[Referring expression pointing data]
________________

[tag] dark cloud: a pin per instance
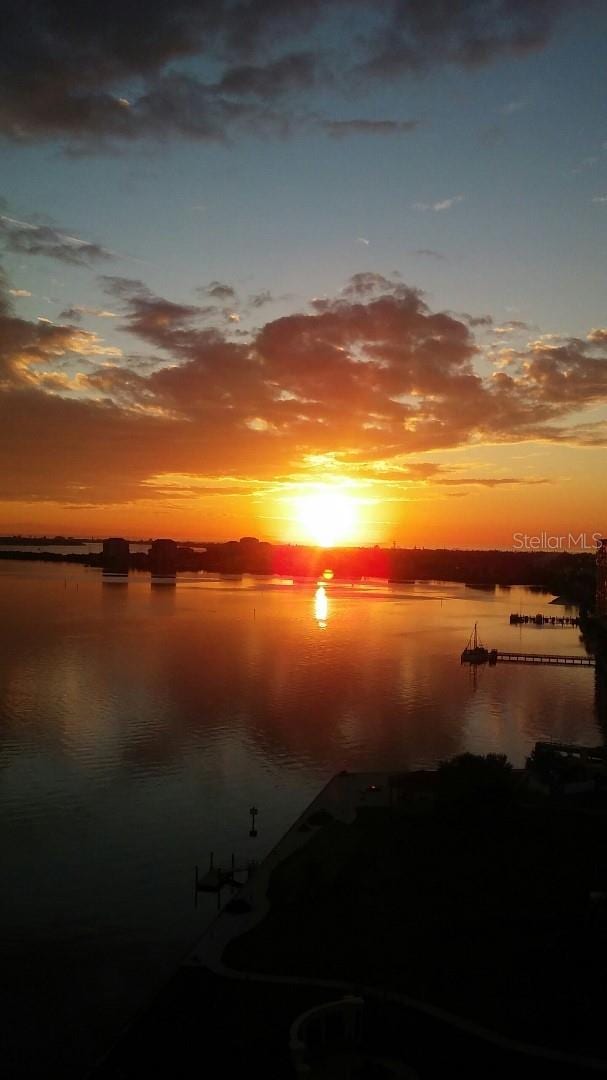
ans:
(422, 34)
(295, 70)
(26, 239)
(367, 379)
(86, 72)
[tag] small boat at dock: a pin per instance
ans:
(475, 652)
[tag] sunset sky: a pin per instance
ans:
(259, 253)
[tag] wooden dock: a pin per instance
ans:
(543, 658)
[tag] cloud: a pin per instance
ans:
(427, 253)
(442, 204)
(23, 238)
(220, 292)
(293, 70)
(340, 127)
(258, 299)
(75, 314)
(364, 379)
(211, 70)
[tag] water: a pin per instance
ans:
(138, 725)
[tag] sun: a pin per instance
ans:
(327, 517)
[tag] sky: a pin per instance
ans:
(267, 268)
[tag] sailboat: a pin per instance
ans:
(475, 651)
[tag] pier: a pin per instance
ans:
(543, 658)
(543, 620)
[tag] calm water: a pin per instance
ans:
(137, 726)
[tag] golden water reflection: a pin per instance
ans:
(321, 606)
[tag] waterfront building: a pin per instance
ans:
(163, 562)
(116, 561)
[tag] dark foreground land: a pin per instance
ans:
(484, 910)
(472, 893)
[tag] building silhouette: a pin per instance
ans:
(163, 562)
(116, 558)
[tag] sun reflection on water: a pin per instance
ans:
(321, 606)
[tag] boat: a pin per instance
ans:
(475, 651)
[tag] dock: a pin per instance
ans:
(543, 658)
(543, 620)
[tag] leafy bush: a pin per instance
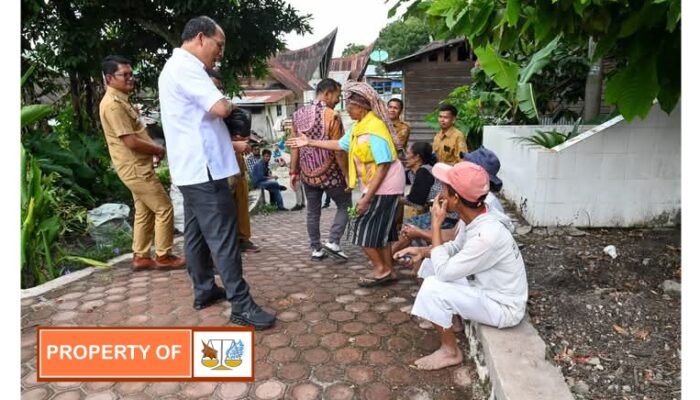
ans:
(549, 139)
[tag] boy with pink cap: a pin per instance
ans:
(497, 294)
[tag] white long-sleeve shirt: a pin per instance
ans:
(486, 249)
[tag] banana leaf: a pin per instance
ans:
(526, 101)
(33, 113)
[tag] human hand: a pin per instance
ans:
(410, 231)
(294, 179)
(241, 147)
(299, 141)
(362, 205)
(438, 211)
(409, 256)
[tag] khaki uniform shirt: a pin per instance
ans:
(119, 118)
(403, 131)
(447, 146)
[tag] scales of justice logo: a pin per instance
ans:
(229, 359)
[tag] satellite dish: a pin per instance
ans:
(378, 56)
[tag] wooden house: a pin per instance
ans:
(429, 75)
(289, 84)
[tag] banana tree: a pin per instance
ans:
(40, 226)
(515, 80)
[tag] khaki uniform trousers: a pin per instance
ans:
(153, 214)
(239, 187)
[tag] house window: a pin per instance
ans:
(462, 53)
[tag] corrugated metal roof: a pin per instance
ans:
(356, 63)
(286, 77)
(304, 62)
(438, 44)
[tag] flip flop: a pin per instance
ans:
(375, 282)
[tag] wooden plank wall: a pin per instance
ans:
(426, 83)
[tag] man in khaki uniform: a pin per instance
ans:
(403, 130)
(133, 153)
(450, 144)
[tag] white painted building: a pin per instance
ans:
(617, 174)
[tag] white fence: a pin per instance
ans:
(615, 174)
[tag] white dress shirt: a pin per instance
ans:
(195, 139)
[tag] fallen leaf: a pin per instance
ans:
(640, 334)
(620, 330)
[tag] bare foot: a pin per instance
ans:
(442, 358)
(457, 324)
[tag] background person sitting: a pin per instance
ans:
(488, 160)
(262, 178)
(277, 155)
(485, 248)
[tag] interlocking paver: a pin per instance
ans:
(333, 339)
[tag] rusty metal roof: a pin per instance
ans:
(394, 65)
(304, 62)
(356, 63)
(287, 78)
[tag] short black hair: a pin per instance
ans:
(396, 101)
(478, 204)
(424, 150)
(214, 74)
(448, 107)
(111, 64)
(327, 85)
(202, 24)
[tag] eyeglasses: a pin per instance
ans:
(219, 44)
(126, 75)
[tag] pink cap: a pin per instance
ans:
(469, 180)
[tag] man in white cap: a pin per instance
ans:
(497, 294)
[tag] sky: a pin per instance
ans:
(358, 21)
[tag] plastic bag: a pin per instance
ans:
(107, 220)
(178, 208)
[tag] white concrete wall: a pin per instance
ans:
(616, 174)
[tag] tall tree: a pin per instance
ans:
(401, 38)
(69, 39)
(353, 48)
(643, 36)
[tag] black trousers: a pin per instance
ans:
(211, 233)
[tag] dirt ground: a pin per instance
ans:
(606, 322)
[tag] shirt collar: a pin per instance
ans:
(448, 132)
(117, 93)
(187, 55)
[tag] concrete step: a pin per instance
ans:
(512, 361)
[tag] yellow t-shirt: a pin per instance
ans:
(448, 145)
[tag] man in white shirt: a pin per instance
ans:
(483, 248)
(201, 158)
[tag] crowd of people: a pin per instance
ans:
(449, 228)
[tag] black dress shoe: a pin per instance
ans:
(216, 295)
(250, 314)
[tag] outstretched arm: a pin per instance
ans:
(302, 140)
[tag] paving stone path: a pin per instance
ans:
(333, 340)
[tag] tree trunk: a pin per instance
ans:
(594, 85)
(75, 99)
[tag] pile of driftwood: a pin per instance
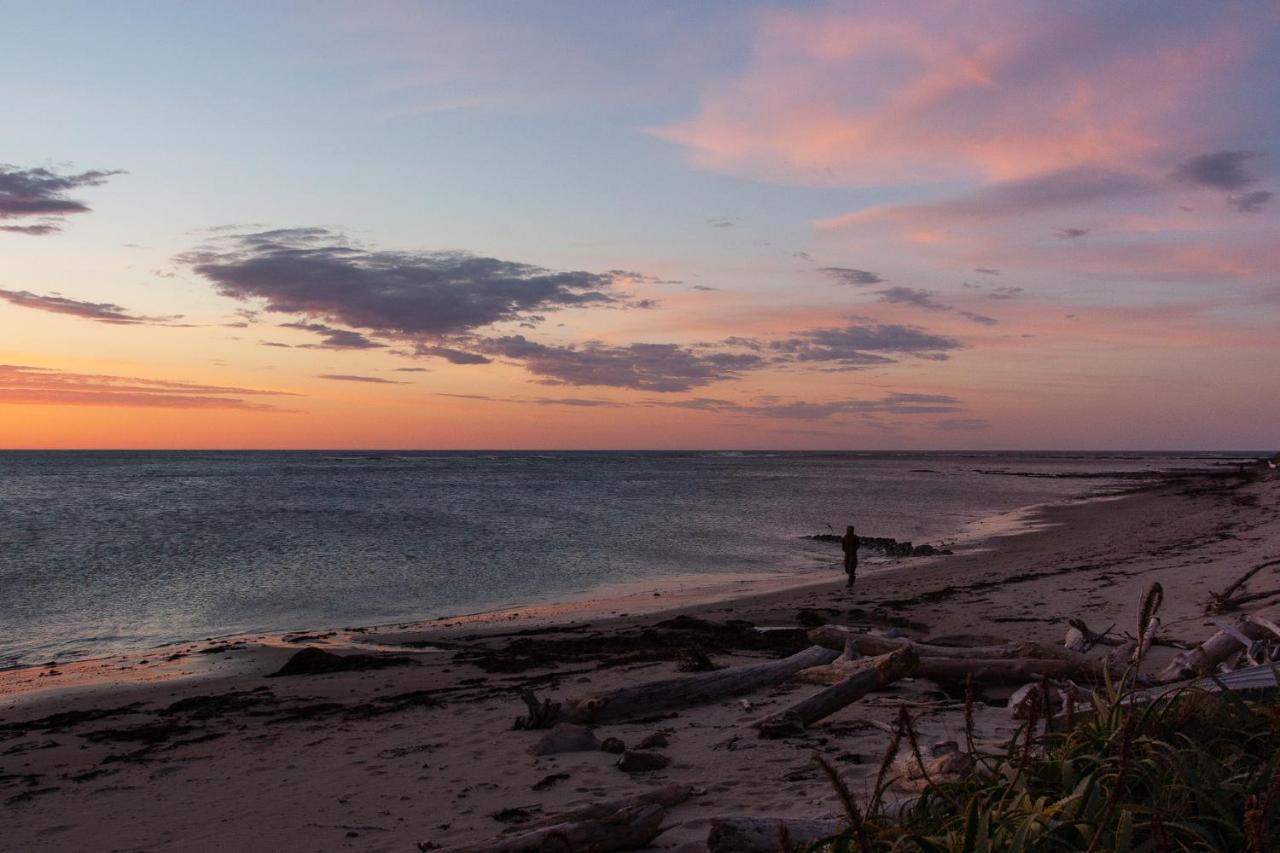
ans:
(851, 664)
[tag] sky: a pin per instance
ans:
(837, 226)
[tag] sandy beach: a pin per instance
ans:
(193, 748)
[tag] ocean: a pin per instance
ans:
(110, 551)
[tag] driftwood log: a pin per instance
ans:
(661, 697)
(627, 824)
(667, 797)
(1206, 657)
(764, 834)
(627, 829)
(1232, 598)
(839, 638)
(878, 673)
(1006, 664)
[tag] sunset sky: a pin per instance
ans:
(475, 224)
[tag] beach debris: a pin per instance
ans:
(666, 796)
(1046, 698)
(1233, 598)
(1006, 664)
(876, 674)
(549, 781)
(743, 834)
(848, 639)
(542, 715)
(316, 661)
(809, 617)
(626, 824)
(566, 737)
(516, 813)
(641, 762)
(1080, 638)
(695, 660)
(913, 772)
(657, 740)
(625, 829)
(659, 697)
(1221, 647)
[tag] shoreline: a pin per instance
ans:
(383, 758)
(677, 592)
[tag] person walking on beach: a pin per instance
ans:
(849, 544)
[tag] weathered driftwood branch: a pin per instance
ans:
(836, 637)
(763, 834)
(626, 824)
(1228, 600)
(880, 671)
(667, 797)
(1206, 657)
(659, 697)
(1082, 638)
(1010, 670)
(626, 829)
(542, 715)
(1006, 664)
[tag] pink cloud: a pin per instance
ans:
(900, 92)
(44, 386)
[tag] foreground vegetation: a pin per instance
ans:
(1187, 771)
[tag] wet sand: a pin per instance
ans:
(192, 748)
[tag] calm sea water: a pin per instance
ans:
(101, 551)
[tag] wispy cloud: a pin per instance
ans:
(334, 338)
(320, 274)
(347, 377)
(647, 366)
(44, 386)
(42, 194)
(850, 276)
(99, 311)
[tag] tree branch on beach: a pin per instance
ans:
(659, 697)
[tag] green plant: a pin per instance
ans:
(1185, 771)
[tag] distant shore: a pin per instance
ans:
(201, 752)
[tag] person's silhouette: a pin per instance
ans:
(849, 544)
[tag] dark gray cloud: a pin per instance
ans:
(982, 319)
(849, 276)
(451, 355)
(1045, 192)
(1226, 170)
(1251, 201)
(865, 343)
(894, 404)
(42, 194)
(1229, 172)
(32, 231)
(347, 377)
(577, 402)
(319, 274)
(645, 366)
(913, 296)
(334, 338)
(99, 311)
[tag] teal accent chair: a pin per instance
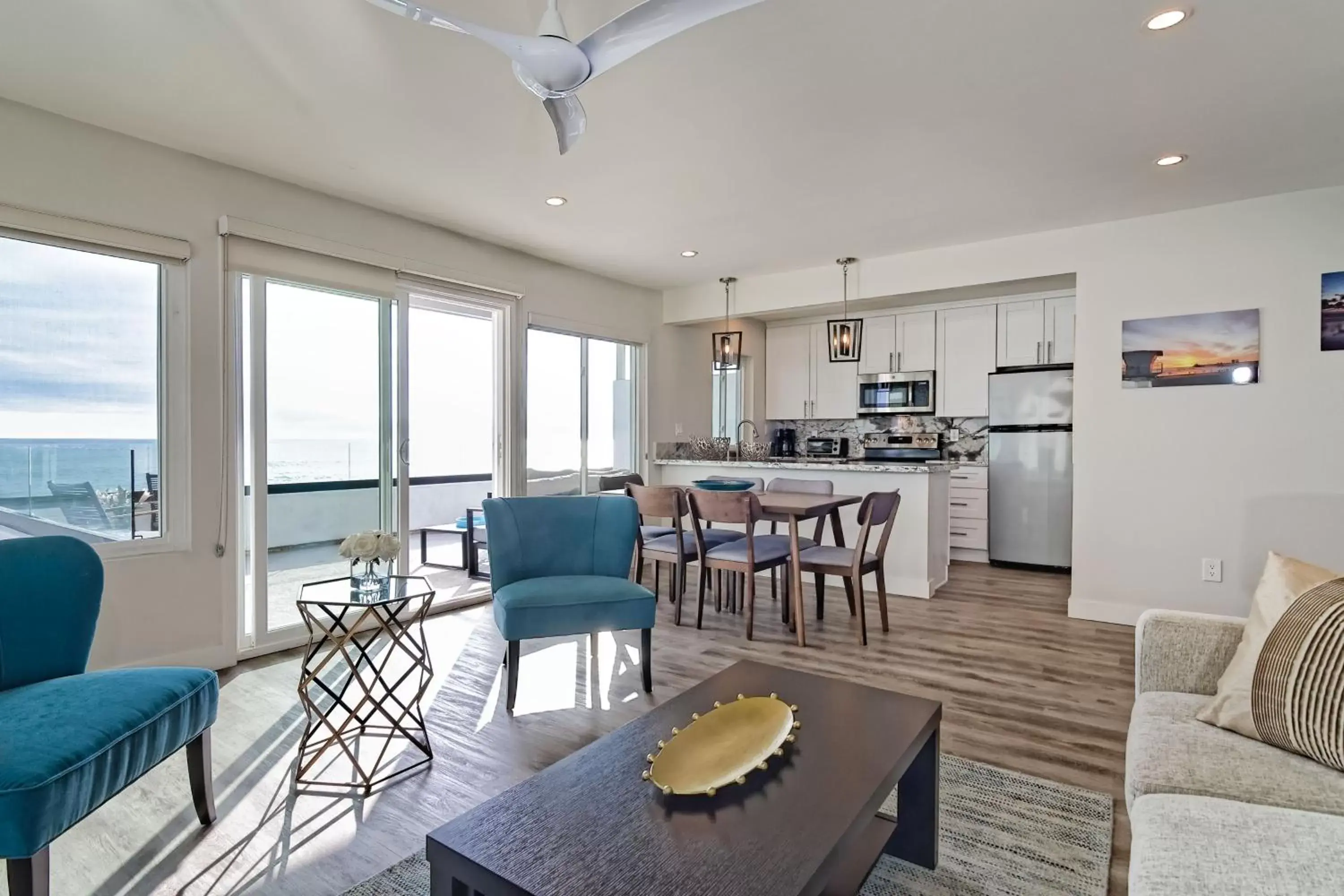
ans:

________________

WHAT TO PRODUCE: Repeat every entry above precisely, leaving each picture out.

SOLUTION TO THE PROBLEM:
[tag] dark cloud: a pin per instance
ans:
(422, 34)
(295, 70)
(26, 239)
(367, 379)
(86, 72)
[tag] small boat at dock: a pin per instance
ans:
(475, 652)
[tag] sunset sky: a pin per instance
ans:
(259, 253)
[tag] wooden dock: a pin per instance
ans:
(543, 658)
[tag] cloud: a pin per instance
ans:
(427, 253)
(442, 204)
(23, 238)
(220, 292)
(293, 70)
(340, 127)
(258, 299)
(75, 314)
(364, 379)
(211, 70)
[tag] water: a pin per instance
ans:
(138, 725)
[tag] sun: a pin per instance
ans:
(327, 517)
[tag] sky: a pin per instance
ans:
(267, 268)
[tag] sailboat: a pin per instance
ans:
(475, 651)
[tag] pier: a pin per instance
ans:
(543, 658)
(543, 620)
[tag] calm water: a pin per instance
ans:
(137, 726)
[tag] golden water reflection: a pin per instance
ans:
(321, 606)
[tag] waterfront building: a pin per instance
ans:
(163, 562)
(116, 561)
[tag] dark foreground land: a pin per instance
ans:
(484, 910)
(472, 893)
[tag] building silhouette: a pin per instance
ans:
(163, 562)
(116, 558)
[tag] sun reflection on water: a pin per instance
ans:
(321, 606)
[tag] boat: a pin per instance
ans:
(475, 651)
[tag] dock: a pin per instance
ans:
(543, 658)
(543, 620)
[tag] leafy bush: a pin per instance
ans:
(549, 139)
[tag] boy with pink cap: a pin per instance
ans:
(497, 294)
[tag] white long-sleeve shirt: a pin per instance
ans:
(486, 249)
[tag] banana leaf: a pin per instance
ans:
(526, 101)
(33, 113)
[tag] human hand: a pin per instance
ans:
(410, 231)
(294, 179)
(241, 147)
(299, 141)
(362, 205)
(438, 211)
(409, 256)
[tag] khaki uniform shirt: a pin per instance
ans:
(119, 118)
(403, 131)
(447, 146)
[tag] scales of justice logo: a pin per instance
ans:
(229, 359)
[tag] satellite dish: a pin per instance
ans:
(378, 56)
[tag] wooden house: a pin per instance
ans:
(429, 75)
(289, 84)
[tag] banana tree: a pin per instance
ans:
(40, 226)
(515, 80)
[tag] khaki uniform trousers: a pin per instance
ans:
(153, 214)
(239, 187)
[tag] house window: a pin per instance
ans:
(462, 53)
[tag] corrugated metal roof: a pin per instance
ans:
(356, 63)
(286, 77)
(304, 62)
(438, 44)
[tag] flip flop: a pin per instance
ans:
(375, 282)
[tag] wooden plank wall: a pin per instance
ans:
(426, 83)
[tag] man in khaki uniform: a pin per instance
ans:
(403, 130)
(133, 153)
(450, 144)
[tag] white painted building: a pin per instance
ans:
(617, 174)
[tag] white fence: a pin per instance
ans:
(615, 174)
[tag] white dress shirt: a pin per instance
ans:
(195, 139)
[tag] fallen leaf: a pin per instance
ans:
(640, 334)
(620, 330)
[tag] bare foot: a pin per instance
ans:
(442, 358)
(457, 324)
[tag] background person sitting: a pin per instance
ans:
(488, 160)
(262, 178)
(277, 155)
(485, 248)
[tag] interlocking paver: a pin per instance
ans:
(333, 339)
[tag] rusty metal roof: a pin per instance
ans:
(394, 65)
(304, 62)
(356, 63)
(287, 78)
[tag] short black hair: a pin per instance
ans:
(396, 101)
(478, 204)
(424, 150)
(214, 74)
(448, 107)
(111, 64)
(327, 85)
(202, 24)
[tag] eyeglasses: a pin per instance
ans:
(219, 44)
(126, 75)
[tag] pink cap: a pin per instance
ans:
(469, 180)
[tag] man in white cap: a pin per instance
ans:
(497, 294)
[tag] sky: a pin per instance
ans:
(358, 21)
[tag] plastic bag: a pin per instance
ans:
(107, 220)
(178, 208)
[tag] white concrete wall: a pin per instance
ans:
(616, 174)
[tag] tall tree: a pin per instance
ans:
(401, 38)
(69, 39)
(353, 48)
(643, 36)
[tag] black trousers: a pin per instance
ans:
(211, 233)
[tag] dirt ground: a pin per instance
ans:
(606, 322)
[tag] shirt collar: a pin per instance
ans:
(448, 132)
(117, 93)
(187, 55)
[tag] concrete step: a pin per instance
ans:
(512, 361)
[tag] yellow t-shirt: a pin per instance
ans:
(448, 145)
[tag] man in white shirt: a pin per instance
ans:
(483, 248)
(201, 158)
[tag] crowd of people: a pin per instance
ans:
(449, 228)
[tag] black dress shoe: a pin per instance
ans:
(216, 295)
(250, 314)
[tag] outstretched arm: a pin per instance
ans:
(302, 140)
[tag] paving stone path: a pin per instance
ans:
(333, 340)
[tag] tree trunk: a pin per instance
ans:
(594, 85)
(75, 99)
[tag] pile of driftwood: a pin per instance
ans:
(851, 664)
[tag] sky: a pin per instance
ans:
(837, 226)
[tag] sandy beach: a pin per instance
ans:
(193, 748)
[tag] ocean: a pin per instance
ans:
(110, 551)
[tag] driftwood log: a pin per instance
ans:
(661, 697)
(627, 824)
(667, 797)
(1206, 657)
(764, 834)
(627, 829)
(1232, 598)
(839, 638)
(878, 673)
(1006, 664)
[tag] sunset sky: a pin per instance
ans:
(475, 224)
[tag] beach debris: a pin per instance
ans:
(666, 796)
(1046, 698)
(1233, 598)
(1006, 664)
(876, 674)
(549, 781)
(743, 834)
(848, 639)
(542, 715)
(316, 661)
(809, 617)
(626, 824)
(566, 737)
(516, 813)
(641, 762)
(1080, 638)
(695, 660)
(913, 772)
(657, 740)
(625, 829)
(659, 697)
(1221, 647)
[tag] shoreline: a pin per instance
ans:
(383, 758)
(677, 592)
[tag] person walking on beach: a pin per instance
ans:
(849, 544)
[tag] weathered driftwood branch: a pin per instance
ans:
(836, 637)
(763, 834)
(626, 824)
(1228, 600)
(880, 671)
(667, 797)
(1206, 657)
(659, 697)
(1082, 638)
(1010, 670)
(626, 829)
(542, 715)
(1006, 664)
[tag] pink cloud: a pin per instance
ans:
(900, 92)
(44, 386)
[tag] foreground vegetation: a pin per instance
ans:
(1187, 771)
[tag] wet sand: a pin per instance
ans:
(192, 748)
[tag] calm sea water: a pin per instance
ans:
(101, 551)
[tag] wispy cloud: a pin per instance
ans:
(334, 338)
(320, 274)
(347, 377)
(647, 366)
(44, 386)
(42, 194)
(850, 276)
(99, 311)
[tag] tree branch on beach: a pin per instance
ans:
(659, 697)
[tag] green plant: a pin per instance
ans:
(1185, 771)
[tag] distant shore: a pin per instance
ans:
(201, 752)
[tag] person's silhouette: a pin per instance
ans:
(849, 544)
[tag] dark gray cloud: a pin per instance
ans:
(982, 319)
(849, 276)
(451, 355)
(1045, 192)
(1226, 170)
(1251, 201)
(865, 343)
(894, 404)
(42, 194)
(1229, 172)
(32, 231)
(347, 377)
(577, 402)
(319, 274)
(645, 366)
(913, 296)
(334, 338)
(99, 311)
[tag] teal accent chair: a pin per instance
ans:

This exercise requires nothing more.